Exercise instructions:
(1) According to the Site U1470 report, how many interstitial water samples were obtained from Hole U1470A?
(2) From the Site U1470 report, extract the passage from "Six core catcher" to "at this site.", copying it word for word.
(3) Extend the Site U1470 report on interstitial water chemistry by continuing it after its final sentence.

BEGIN Source text

Table T6. Ostracod range chart, Hole U1470A. Download table in .csv format.


Six core catcher samples from Hole U1470A were prepared for radiolarian analysis. Radiolarians were almost barren in the core catcher samples analyzed at this site.


Interstitial water chemistry

Interstitial water (IW) sampling from Hole U1470A was limited by poor recovery, with only 16 samples obtained from whole-round squeezing. Lithification and poor recovery prevented IW sampling below ~150 mbsf. No IW samples were obtained from Hole U1470B. Concentrations of all measured species are given in Table T7.

Table T7. Interstitial water chemistry, Site U1470. Download table in .csv format.

Major ions and salinity

Major anion and cation concentrations generally remain constant and close to the mean seawater value throughout the sampled interval. The Cl concentrations measured using titration with AgNO3 vary between 564 and 568 mM (Figure F14). Concentrations of SO42– also remain stable throughout Hole U1470A (~29 mM).

END Source text
BEGIN Listed entries

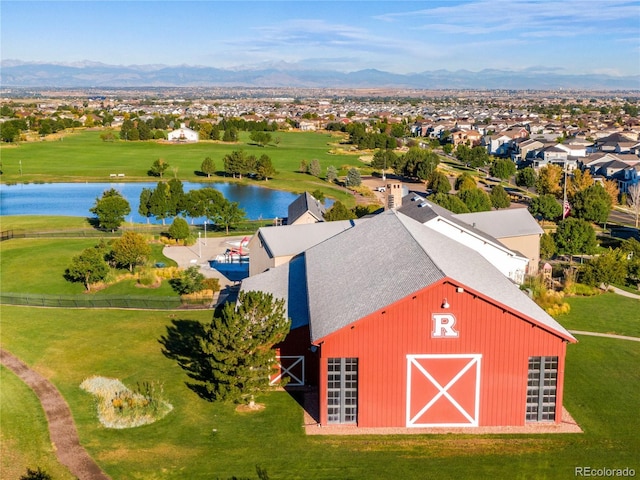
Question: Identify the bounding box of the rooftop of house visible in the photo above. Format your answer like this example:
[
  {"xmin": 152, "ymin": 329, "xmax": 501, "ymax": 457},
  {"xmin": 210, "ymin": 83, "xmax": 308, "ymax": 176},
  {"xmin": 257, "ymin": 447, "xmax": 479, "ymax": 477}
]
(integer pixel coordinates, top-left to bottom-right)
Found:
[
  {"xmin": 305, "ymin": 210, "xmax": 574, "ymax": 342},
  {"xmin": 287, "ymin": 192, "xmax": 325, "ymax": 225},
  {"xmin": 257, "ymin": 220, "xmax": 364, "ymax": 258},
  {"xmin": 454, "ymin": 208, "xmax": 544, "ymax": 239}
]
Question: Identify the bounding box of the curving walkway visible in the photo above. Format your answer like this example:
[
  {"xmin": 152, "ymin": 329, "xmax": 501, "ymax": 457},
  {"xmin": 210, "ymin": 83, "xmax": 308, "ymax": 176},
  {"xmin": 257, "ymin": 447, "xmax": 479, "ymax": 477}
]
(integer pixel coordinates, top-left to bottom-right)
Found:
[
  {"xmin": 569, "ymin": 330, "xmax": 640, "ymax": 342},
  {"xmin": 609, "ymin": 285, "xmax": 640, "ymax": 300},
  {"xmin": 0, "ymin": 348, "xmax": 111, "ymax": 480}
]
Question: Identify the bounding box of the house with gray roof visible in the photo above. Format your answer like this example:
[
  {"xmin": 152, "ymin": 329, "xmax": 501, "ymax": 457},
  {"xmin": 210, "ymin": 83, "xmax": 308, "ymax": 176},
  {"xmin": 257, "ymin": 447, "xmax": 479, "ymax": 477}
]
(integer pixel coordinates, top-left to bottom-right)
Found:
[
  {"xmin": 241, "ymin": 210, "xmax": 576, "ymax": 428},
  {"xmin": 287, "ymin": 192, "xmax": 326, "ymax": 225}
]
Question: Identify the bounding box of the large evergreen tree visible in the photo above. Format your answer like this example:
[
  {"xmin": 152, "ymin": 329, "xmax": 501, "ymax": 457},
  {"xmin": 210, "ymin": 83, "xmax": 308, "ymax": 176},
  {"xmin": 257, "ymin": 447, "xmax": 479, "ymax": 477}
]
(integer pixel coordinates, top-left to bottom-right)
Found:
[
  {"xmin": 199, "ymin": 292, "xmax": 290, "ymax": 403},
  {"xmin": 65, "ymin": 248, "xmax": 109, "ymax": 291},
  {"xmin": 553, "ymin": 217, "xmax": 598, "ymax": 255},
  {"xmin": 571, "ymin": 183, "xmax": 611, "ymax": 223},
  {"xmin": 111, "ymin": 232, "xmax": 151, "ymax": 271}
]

END Listed entries

Answer set:
(1) Sixteen samples were obtained from whole-round squeezing.

(2)
Six core catcher samples from Hole U1470A were prepared for radiolarian analysis. Radiolarians were almost barren in the core catcher samples analyzed at this site.

(3)
Figure F14. IW Cl, Na+, K+, and SO42– concentrations, Hole U1470A.

The concentration of Na+ ranges between 477 and 485 mM. The concentration of K+ remains stable throughout the sampled interval at approximately 10 mM. Similarly stable values are reflected in Ca2+ and Mg2+, which range between 10.9 and 11.6 mM and 53.1 and 56.2 mM, respectively (Figure F15). Salinity remains relatively constant at 34.5–35 throughout the measured interval. No trends are present in major ions and salinity with increasing depth.

Figure F15. IW Ca2+, Mg2+, and Sr2+ concentrations, Hole U1470A.

Minor ions, alkalinity, and pH

Analysis of minor ions by inductively coupled plasma–atomic emission spectroscopy (ICP-AES) shows no significant trends with depth for Sr2+, Li+, Fe, Ba2+, B(OH)4, or Si (Figure F15; Table T7). Alkalinity values mostly range from 2.5 to 3.1 mM, slightly higher than the mean seawater value (Figure F16). The pH decreases from 7.91 at the surface to 7.65 at 17 mbsf and remains stable at approximately 7.6 below this depth.

Figure F16. IW alkalinity and hydrogen concentrations, Hole U1470A.

Bulk sediment geochemistry

Calcium carbonate and organic matter

Calcium carbonate content was determined at a rate of one per section for 68 samples. Carbonate content ranges between 80 and 100 wt% with the majority of the data falling between 90 and 98 wt% (Figure F17; Table T8).

Figure F17. Carbonate and organic carbon contents, Site U1470.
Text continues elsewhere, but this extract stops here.